Entries provided ->
____

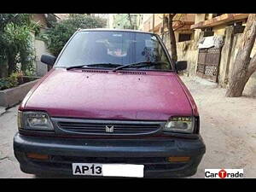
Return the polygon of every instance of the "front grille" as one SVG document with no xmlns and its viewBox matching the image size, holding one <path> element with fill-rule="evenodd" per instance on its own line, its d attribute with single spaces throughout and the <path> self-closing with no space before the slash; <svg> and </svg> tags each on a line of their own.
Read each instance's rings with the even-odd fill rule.
<svg viewBox="0 0 256 192">
<path fill-rule="evenodd" d="M 59 128 L 62 131 L 80 134 L 112 134 L 112 135 L 134 135 L 150 134 L 160 128 L 159 123 L 134 123 L 134 122 L 74 122 L 59 121 Z M 107 127 L 106 127 L 107 126 Z"/>
</svg>

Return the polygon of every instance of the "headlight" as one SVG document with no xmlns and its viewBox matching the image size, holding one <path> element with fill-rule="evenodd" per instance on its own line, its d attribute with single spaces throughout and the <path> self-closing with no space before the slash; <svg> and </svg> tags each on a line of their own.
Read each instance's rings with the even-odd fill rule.
<svg viewBox="0 0 256 192">
<path fill-rule="evenodd" d="M 195 119 L 193 117 L 172 117 L 166 124 L 163 131 L 193 133 L 194 122 Z"/>
<path fill-rule="evenodd" d="M 18 127 L 26 130 L 53 131 L 54 127 L 46 113 L 18 112 Z"/>
</svg>

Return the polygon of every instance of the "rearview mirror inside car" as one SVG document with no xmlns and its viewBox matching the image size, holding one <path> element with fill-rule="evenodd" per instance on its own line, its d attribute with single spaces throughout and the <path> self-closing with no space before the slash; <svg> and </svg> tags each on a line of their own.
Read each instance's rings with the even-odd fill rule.
<svg viewBox="0 0 256 192">
<path fill-rule="evenodd" d="M 49 55 L 42 55 L 41 62 L 44 62 L 47 65 L 53 66 L 55 62 L 56 57 Z"/>
</svg>

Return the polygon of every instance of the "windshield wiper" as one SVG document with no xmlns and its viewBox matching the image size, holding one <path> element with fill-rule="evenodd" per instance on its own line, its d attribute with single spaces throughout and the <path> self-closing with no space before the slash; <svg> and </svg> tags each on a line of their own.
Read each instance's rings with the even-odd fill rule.
<svg viewBox="0 0 256 192">
<path fill-rule="evenodd" d="M 72 66 L 69 67 L 67 67 L 67 70 L 70 70 L 73 68 L 84 68 L 84 67 L 122 67 L 124 65 L 122 64 L 119 64 L 119 63 L 94 63 L 94 64 L 85 64 L 85 65 L 79 65 L 79 66 Z"/>
<path fill-rule="evenodd" d="M 169 65 L 169 63 L 165 62 L 165 61 L 156 61 L 156 62 L 142 61 L 142 62 L 135 62 L 135 63 L 130 63 L 130 64 L 127 64 L 127 65 L 119 66 L 119 67 L 113 69 L 112 71 L 116 72 L 119 69 L 126 68 L 126 67 L 144 67 L 144 66 L 154 66 L 154 65 L 160 65 L 160 64 L 167 64 L 167 65 Z"/>
</svg>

____

Copy out every line in the items above that contains the word "polygon".

Output of the task ->
Return the polygon of every instance of the "front grille" as one SVG document with no xmlns and its viewBox matching the image size, holding one <path> element with fill-rule="evenodd" per instance on its own line, its d attribute with single spaces throughout and the <path> self-closing with no space before the slash; <svg> and </svg> tags each on a line of their own.
Return the polygon of every instance of the "headlight" as one SVG document with no xmlns and its viewBox matching the image size, holding one <path> element with fill-rule="evenodd" per instance on its own line, its d attribute with single spaces throughout and the <path> self-closing with no space before the slash; <svg> and </svg> tags each on a line of their own.
Return the polygon of every instance of the "rearview mirror inside car" as one SVG document with no xmlns and its viewBox matching the image size, holding one <path> element with fill-rule="evenodd" per instance on its own line, its d attribute with single spaces throughout and the <path> self-closing with no space before the slash; <svg> and </svg> tags each on a line of their own.
Return the polygon of every instance of the "windshield wiper" as one SVG document with no xmlns and its viewBox matching the image size, holding one <path> element with fill-rule="evenodd" per instance on its own line, its d attribute with single spaces throughout and the <path> self-closing with no space before the slash; <svg> and </svg> tags each on a line of their own.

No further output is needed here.